### Task prompt
Please return every line of the rows below character for character, leaving out the pictures.
[START Extracted material]
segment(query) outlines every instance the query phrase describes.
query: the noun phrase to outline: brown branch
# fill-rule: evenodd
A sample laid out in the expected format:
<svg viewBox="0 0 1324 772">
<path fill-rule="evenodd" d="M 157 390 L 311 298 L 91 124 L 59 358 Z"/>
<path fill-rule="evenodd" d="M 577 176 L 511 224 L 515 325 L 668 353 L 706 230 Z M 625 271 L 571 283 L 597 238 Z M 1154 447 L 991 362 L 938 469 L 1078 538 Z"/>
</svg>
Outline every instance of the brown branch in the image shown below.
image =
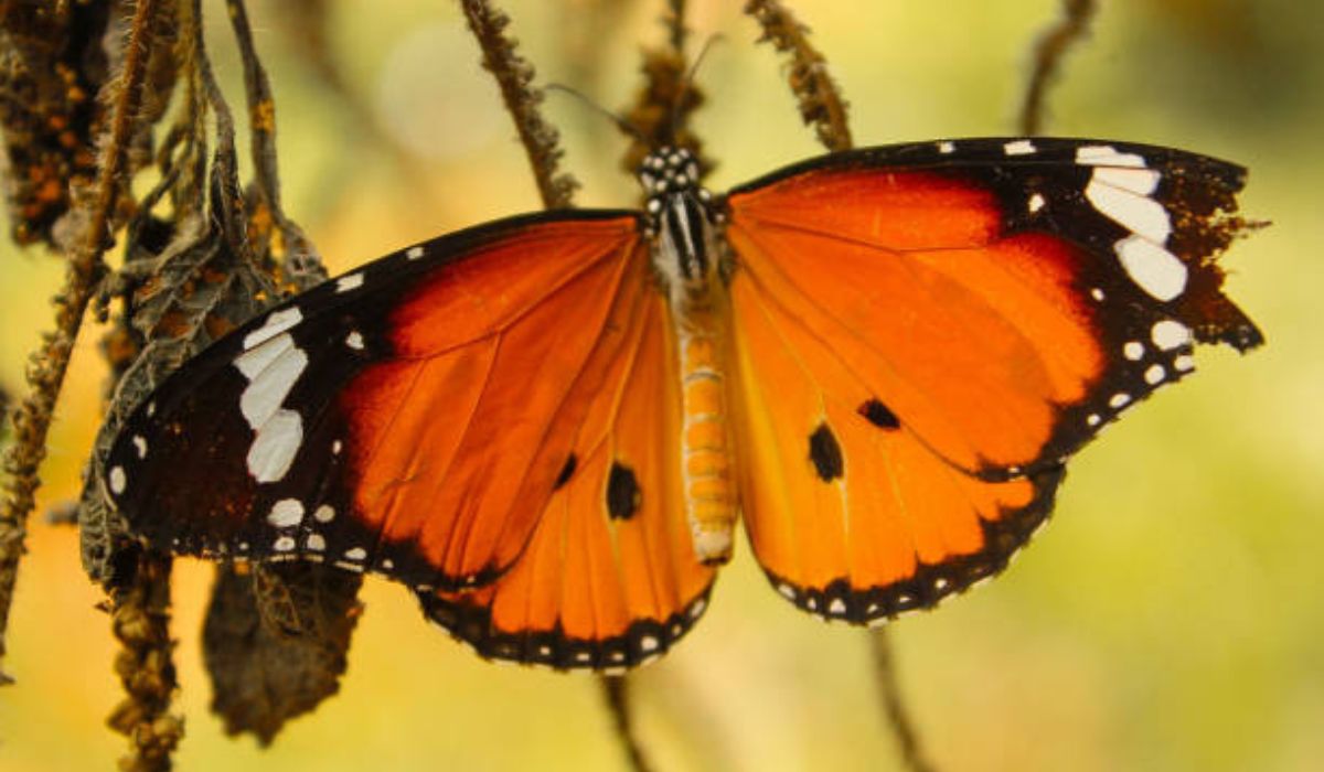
[END Extracted material]
### Final result
segment(query) outlines every instance the query phrase describes.
query: the noun phrase to outline: brown branch
# fill-rule: evenodd
A sample laid out in the expected format:
<svg viewBox="0 0 1324 772">
<path fill-rule="evenodd" d="M 157 390 L 311 298 L 91 124 L 59 358 Z"/>
<path fill-rule="evenodd" d="M 577 176 L 511 224 L 515 325 L 668 353 L 706 230 Z M 625 271 L 571 283 L 597 238 Z M 1154 447 L 991 362 L 938 469 L 1078 538 Z"/>
</svg>
Outline every instance of the brown branch in the image shown below.
image =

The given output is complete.